_Given passage_
==========

I have been enjoying the hobby of numismatics (coin collecting) for more than Fifty years. My collecting started with Canada small cents and nickels that I could find in change. It did not take long for my brother and I to start visiting the local coin shop. This is where we saw our first five cent silver, and learned the story of the Victory nickels.

      The Victory nickels were produced during world war two, first in brass (tombac) then in chromium plated steel. The reverse edge has Morris Code for, "we win when we work willingly".

      A year or so later coin collecting became exciting for everyone in Canada as it was 1967. In 1967 Canada turned a hundred years old. To commemorate this event special coins were struck, and a commemorative bank note was also printed. All the 1967 coins had the same obverse with Queen Elizabeth II designed by Arnold Machin. The reverse was different for each coin as follows: 1c - dove, 5c - rabbit, 10c - mackerel, 25c -cougar, 50c - howling wolf, $ - Canada goose. A special $20 gold piece was struck containing over a half an ounce of gold. The $20 gold piece showed the coat of arms of Canada on the reverse. All the twenty dollar gold pieces were struck as specimens. To date this is one of my favorite coins produced by Canada, with a mintage of 250,000 they usually sell for 10% over melt.

==========

(Location annotation dataset excerpts)
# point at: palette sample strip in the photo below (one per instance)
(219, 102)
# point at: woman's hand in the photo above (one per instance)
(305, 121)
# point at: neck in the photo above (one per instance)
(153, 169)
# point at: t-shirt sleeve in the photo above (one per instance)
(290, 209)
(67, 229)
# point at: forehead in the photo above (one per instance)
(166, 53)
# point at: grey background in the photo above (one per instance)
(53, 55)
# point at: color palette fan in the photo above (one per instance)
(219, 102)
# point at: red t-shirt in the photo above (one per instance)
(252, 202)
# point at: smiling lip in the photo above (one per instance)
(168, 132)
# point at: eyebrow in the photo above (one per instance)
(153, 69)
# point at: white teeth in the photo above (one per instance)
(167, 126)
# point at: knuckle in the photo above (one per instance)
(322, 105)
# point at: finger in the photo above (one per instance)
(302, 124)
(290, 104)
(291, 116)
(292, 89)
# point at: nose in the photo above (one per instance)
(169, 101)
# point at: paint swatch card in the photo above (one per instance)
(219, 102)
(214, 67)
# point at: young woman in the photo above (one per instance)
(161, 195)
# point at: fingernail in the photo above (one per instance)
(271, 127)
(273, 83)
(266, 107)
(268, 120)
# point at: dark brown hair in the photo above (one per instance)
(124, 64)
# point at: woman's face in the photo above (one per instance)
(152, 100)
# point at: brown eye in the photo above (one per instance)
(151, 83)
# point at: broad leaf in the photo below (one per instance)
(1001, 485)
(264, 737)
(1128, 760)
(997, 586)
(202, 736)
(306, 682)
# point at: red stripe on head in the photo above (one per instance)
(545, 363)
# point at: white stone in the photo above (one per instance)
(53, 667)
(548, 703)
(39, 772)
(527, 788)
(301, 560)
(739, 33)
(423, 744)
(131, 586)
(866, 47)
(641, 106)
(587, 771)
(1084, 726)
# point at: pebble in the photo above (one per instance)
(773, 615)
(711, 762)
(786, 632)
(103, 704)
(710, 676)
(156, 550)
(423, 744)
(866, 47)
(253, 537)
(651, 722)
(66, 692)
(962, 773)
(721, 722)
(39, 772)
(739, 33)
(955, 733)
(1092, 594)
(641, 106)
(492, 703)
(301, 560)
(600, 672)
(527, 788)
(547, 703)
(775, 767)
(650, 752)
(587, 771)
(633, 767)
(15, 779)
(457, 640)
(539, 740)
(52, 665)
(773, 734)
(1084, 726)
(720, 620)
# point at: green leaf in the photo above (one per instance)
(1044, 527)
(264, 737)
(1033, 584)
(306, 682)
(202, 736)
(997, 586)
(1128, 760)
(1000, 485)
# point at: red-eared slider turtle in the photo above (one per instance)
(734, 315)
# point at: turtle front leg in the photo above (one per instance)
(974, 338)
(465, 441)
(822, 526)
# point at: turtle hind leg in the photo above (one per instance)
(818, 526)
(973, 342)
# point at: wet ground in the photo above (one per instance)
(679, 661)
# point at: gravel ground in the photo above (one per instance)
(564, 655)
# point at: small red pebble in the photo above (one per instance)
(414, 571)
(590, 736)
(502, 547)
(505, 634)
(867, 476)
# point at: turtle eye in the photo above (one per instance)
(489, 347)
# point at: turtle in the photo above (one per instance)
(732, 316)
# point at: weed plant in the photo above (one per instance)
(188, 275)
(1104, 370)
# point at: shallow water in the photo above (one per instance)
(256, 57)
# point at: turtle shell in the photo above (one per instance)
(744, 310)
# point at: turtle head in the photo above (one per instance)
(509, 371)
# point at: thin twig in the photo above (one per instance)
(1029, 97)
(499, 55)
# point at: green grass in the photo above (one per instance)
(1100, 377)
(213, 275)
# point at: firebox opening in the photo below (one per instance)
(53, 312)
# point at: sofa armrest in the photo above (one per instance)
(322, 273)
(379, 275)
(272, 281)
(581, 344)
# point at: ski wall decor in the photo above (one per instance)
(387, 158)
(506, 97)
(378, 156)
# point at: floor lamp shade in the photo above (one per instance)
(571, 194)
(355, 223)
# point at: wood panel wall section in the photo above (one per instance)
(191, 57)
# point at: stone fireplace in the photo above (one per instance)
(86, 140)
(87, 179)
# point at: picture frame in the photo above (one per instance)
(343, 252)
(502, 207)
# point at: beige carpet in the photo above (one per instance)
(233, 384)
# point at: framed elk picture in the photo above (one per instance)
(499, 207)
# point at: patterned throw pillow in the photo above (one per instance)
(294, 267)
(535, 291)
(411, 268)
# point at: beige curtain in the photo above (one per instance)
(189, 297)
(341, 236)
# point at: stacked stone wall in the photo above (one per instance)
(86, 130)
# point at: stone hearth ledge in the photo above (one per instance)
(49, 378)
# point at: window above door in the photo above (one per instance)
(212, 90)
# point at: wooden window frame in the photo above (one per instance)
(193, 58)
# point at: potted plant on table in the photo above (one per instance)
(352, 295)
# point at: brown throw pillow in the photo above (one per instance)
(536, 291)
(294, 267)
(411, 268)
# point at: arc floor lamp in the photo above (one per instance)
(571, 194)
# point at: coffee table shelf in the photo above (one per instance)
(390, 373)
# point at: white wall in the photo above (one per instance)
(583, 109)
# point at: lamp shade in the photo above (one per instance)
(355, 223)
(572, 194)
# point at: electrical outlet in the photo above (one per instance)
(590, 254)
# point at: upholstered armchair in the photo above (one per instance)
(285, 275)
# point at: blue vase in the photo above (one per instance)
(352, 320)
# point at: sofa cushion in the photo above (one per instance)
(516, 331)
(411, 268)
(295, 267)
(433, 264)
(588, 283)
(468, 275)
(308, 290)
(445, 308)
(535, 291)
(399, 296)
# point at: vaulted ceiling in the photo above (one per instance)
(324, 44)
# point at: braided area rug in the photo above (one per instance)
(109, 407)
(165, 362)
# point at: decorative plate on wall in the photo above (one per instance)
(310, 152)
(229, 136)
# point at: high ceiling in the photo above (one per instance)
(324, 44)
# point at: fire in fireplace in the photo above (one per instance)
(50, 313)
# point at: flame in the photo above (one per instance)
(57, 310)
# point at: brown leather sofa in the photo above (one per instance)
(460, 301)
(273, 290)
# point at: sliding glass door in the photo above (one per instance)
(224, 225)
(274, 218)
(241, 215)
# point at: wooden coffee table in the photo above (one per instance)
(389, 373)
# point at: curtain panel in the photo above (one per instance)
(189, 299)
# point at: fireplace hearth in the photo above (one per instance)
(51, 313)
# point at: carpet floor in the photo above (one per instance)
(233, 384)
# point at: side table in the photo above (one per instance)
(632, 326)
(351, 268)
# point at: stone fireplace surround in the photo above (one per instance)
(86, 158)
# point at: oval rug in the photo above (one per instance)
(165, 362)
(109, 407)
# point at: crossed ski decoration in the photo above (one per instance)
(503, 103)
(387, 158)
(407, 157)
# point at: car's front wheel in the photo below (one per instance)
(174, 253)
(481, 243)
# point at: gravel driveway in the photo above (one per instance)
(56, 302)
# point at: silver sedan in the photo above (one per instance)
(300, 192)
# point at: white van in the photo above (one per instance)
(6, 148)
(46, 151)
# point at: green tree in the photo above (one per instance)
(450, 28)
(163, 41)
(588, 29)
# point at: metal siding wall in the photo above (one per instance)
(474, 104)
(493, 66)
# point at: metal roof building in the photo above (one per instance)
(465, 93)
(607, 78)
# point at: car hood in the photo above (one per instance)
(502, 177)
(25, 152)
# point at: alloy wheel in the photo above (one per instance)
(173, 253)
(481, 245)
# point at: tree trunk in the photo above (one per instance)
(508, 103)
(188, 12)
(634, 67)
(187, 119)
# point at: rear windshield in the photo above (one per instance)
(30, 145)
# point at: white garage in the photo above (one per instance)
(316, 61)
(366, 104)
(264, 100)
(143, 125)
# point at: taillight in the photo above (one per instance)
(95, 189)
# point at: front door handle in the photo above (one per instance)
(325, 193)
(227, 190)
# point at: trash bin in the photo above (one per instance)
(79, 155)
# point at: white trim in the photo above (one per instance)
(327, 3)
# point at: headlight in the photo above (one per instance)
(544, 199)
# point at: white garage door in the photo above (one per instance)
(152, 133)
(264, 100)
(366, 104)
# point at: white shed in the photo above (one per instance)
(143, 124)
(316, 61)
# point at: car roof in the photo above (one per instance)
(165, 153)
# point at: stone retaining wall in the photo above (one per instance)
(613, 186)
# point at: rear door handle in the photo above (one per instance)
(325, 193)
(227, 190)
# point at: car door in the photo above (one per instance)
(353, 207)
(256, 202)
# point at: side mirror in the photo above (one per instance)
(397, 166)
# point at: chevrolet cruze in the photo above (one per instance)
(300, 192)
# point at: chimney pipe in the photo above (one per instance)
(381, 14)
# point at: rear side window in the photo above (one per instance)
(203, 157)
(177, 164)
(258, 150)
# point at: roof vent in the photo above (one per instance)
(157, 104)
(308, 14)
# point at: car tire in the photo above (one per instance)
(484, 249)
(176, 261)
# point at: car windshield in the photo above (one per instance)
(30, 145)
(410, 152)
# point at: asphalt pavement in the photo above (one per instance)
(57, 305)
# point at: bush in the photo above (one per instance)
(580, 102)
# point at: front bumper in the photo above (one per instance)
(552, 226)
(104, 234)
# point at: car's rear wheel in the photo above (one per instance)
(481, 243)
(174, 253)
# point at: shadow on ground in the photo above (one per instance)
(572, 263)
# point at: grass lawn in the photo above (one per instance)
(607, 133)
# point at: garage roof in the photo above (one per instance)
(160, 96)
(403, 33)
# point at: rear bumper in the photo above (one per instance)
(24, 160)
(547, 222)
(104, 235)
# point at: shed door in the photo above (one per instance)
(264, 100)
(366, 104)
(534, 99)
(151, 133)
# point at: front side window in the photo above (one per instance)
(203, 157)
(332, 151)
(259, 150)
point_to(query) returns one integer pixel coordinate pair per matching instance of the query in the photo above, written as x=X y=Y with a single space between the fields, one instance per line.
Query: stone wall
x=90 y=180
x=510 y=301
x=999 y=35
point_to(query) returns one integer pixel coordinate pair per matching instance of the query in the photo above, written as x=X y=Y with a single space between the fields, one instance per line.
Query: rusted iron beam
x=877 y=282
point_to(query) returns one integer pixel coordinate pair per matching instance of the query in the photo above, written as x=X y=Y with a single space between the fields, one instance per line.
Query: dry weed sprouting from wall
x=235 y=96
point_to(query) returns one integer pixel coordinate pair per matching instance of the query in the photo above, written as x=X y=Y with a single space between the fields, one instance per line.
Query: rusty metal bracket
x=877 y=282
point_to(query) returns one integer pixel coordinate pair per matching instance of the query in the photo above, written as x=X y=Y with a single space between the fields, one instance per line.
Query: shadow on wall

==========

_Required work_
A. According to the coin collecting passage, what was the mintage of the 1967 $20 gold piece?
B. Display each line in the rows above that contains the string "window".

_Responses to the exercise_
A. 250,000

B.
# point at: window above door in the photo above (one per instance)
# point at: wooden window frame in the photo above (one per instance)
# point at: rear side window in the photo above (one per instance)
# point at: front side window in the photo above (one per instance)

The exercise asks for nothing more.